_AUSGEWÄHLTER TEXTABSCHNITT:_
┌────────

Schalke 04:Ärmer als ein Zweitligist

FC Twente v FC Schalke 04 - Pre-Season Friendly

Hat im Sommer nicht wirklich viele seiner Wunschspieler bekommen: Schalke-Trainer David Wagner.

(Foto: Bongarts/Getty Images)
  • Beim FC Schalke 04 scheiterten in diesem Sommer wichtige Transfers, weil der Klub wirtschaftlich hinter die Konkurrenz zurückgefallen ist.
  • Schick ging zu Leipzig, Augustin nach Monaco, Silva nach Frankfurt. Schalke ging auf der Suche nach einem Stürmer leer aus.
  • Der Fall ist exemplarisch dafür, wie schnell ein Umsatzriese in Nöte geraten kann.

└────────

_ZIEL DER AUFGABE A:_ Dupliziere aus den Datensätzen den Abschnitt, der mit der ersten Zeile beginnt und mit der Zeile endet, die „1159 286 1380 359“ enthält, beide Zeilen eingeschlossen. Lass die Bilder in deiner Antwort weg.
Der Artikel über Schalke 04 und die Datensätze darunter sind voneinander unabhängiges Material.

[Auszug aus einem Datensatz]

┌────────

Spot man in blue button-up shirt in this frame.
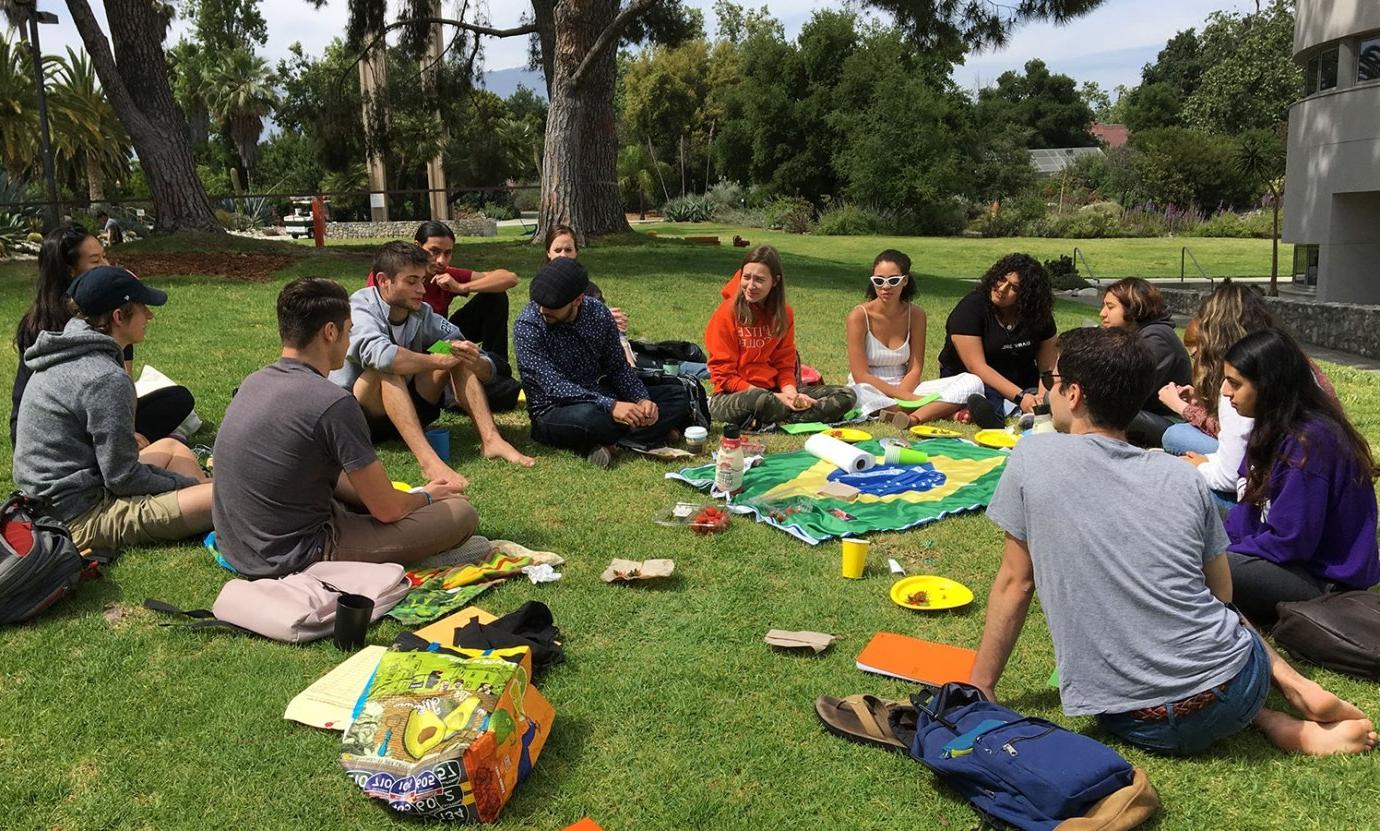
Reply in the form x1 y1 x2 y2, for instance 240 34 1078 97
513 257 690 467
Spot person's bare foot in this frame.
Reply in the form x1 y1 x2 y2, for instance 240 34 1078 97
480 439 537 468
1279 667 1366 722
1256 710 1376 756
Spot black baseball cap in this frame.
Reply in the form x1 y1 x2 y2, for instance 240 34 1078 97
68 265 168 315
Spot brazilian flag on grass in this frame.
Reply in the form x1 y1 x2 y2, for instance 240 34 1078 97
667 439 1007 545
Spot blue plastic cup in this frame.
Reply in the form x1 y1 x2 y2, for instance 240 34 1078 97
426 427 450 461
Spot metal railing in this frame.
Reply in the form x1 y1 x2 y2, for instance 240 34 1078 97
1179 246 1213 286
1074 246 1101 286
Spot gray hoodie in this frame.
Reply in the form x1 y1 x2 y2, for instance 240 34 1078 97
330 286 465 389
14 317 196 522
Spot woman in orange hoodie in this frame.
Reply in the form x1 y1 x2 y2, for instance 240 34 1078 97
704 246 857 427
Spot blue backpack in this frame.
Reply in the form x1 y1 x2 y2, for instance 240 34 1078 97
893 683 1133 831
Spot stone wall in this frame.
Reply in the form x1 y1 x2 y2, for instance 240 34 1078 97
326 219 498 240
1159 286 1380 359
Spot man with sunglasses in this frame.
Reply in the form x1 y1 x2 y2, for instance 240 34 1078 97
972 329 1376 755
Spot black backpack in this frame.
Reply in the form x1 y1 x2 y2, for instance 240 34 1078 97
0 491 84 624
1270 591 1380 681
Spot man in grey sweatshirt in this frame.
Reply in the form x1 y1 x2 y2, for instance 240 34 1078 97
330 242 533 489
14 265 211 548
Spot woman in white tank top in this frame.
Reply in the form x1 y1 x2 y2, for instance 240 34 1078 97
847 250 983 424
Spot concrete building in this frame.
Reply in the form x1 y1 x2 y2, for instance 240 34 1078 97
1283 0 1380 304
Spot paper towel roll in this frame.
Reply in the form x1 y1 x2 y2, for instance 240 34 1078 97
805 433 876 473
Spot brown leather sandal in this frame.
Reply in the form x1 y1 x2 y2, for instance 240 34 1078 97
814 696 915 752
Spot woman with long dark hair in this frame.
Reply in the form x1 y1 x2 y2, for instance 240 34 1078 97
1098 277 1192 447
940 254 1058 427
10 222 196 449
1221 329 1380 627
847 248 983 424
704 246 856 427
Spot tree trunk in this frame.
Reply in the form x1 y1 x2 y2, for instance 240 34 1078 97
1270 193 1279 297
68 0 225 233
533 0 631 244
84 153 105 202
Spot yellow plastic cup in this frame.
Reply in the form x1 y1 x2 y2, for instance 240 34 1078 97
842 540 872 580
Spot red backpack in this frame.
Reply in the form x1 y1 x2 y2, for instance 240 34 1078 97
0 491 84 624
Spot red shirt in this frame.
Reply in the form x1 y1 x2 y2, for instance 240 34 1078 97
364 268 475 317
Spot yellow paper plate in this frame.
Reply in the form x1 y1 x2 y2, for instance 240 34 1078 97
891 574 973 612
911 424 963 439
973 429 1016 447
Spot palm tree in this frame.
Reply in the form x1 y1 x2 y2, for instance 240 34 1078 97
1236 130 1288 297
46 48 132 202
206 48 277 179
168 37 211 149
0 37 39 179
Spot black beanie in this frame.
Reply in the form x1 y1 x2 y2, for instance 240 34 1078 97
529 257 589 309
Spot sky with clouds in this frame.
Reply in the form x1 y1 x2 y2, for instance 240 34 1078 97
29 0 1254 90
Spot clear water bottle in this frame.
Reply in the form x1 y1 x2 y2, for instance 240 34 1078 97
713 424 742 497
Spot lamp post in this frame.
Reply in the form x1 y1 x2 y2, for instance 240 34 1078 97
15 0 62 229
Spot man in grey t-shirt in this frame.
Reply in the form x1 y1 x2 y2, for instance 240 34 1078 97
211 277 479 577
972 329 1376 754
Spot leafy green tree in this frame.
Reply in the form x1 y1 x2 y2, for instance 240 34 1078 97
0 37 39 179
44 48 132 202
1140 29 1206 101
1125 81 1183 133
1132 127 1256 211
977 58 1097 149
206 48 277 184
273 39 368 174
1236 130 1286 297
828 29 971 233
1183 0 1303 134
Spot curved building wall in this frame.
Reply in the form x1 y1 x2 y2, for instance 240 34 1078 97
1283 0 1380 304
1294 0 1380 59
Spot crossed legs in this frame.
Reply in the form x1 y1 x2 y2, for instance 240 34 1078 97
1252 634 1376 756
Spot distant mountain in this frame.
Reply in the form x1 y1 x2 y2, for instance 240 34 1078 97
484 66 546 98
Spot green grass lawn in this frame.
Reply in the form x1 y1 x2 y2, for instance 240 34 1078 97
0 226 1380 831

└────────

_ZIEL DER AUFGABE B:_ Schreib aus dem Artikel über Schalke 04 wortgetreu den Teil nieder, der mit den Worten „(Foto: Bongarts/Getty Images)“ beginnt und mit „Stürmer leer aus.“ endet.

_VOLLSTÄNDIGE ANTWORT A:_
Spot man in blue button-up shirt in this frame.
Reply in the form x1 y1 x2 y2, for instance 240 34 1078 97
513 257 690 467
Spot person's bare foot in this frame.
Reply in the form x1 y1 x2 y2, for instance 240 34 1078 97
480 439 537 468
1279 667 1366 722
1256 710 1376 756
Spot black baseball cap in this frame.
Reply in the form x1 y1 x2 y2, for instance 240 34 1078 97
68 265 168 315
Spot brazilian flag on grass in this frame.
Reply in the form x1 y1 x2 y2, for instance 240 34 1078 97
667 439 1007 545
Spot blue plastic cup in this frame.
Reply in the form x1 y1 x2 y2, for instance 240 34 1078 97
426 427 450 461
Spot metal railing in this frame.
Reply in the form x1 y1 x2 y2, for instance 240 34 1078 97
1179 246 1213 286
1074 246 1101 286
Spot gray hoodie in this frame.
Reply in the form x1 y1 x2 y2, for instance 240 34 1078 97
330 286 465 389
14 317 196 522
Spot woman in orange hoodie in this frame.
Reply in the form x1 y1 x2 y2, for instance 240 34 1078 97
704 246 857 427
Spot blue backpack in this frame.
Reply in the form x1 y1 x2 y2, for instance 240 34 1078 97
893 683 1133 831
Spot stone wall in this frame.
Reply in the form x1 y1 x2 y2, for instance 240 34 1078 97
326 219 498 240
1159 286 1380 359

_VOLLSTÄNDIGE ANTWORT B:_
(Foto: Bongarts/Getty Images)
  • Beim FC Schalke 04 scheiterten in diesem Sommer wichtige Transfers, weil der Klub wirtschaftlich hinter die Konkurrenz zurückgefallen ist.
  • Schick ging zu Leipzig, Augustin nach Monaco, Silva nach Frankfurt. Schalke ging auf der Suche nach einem Stürmer leer aus.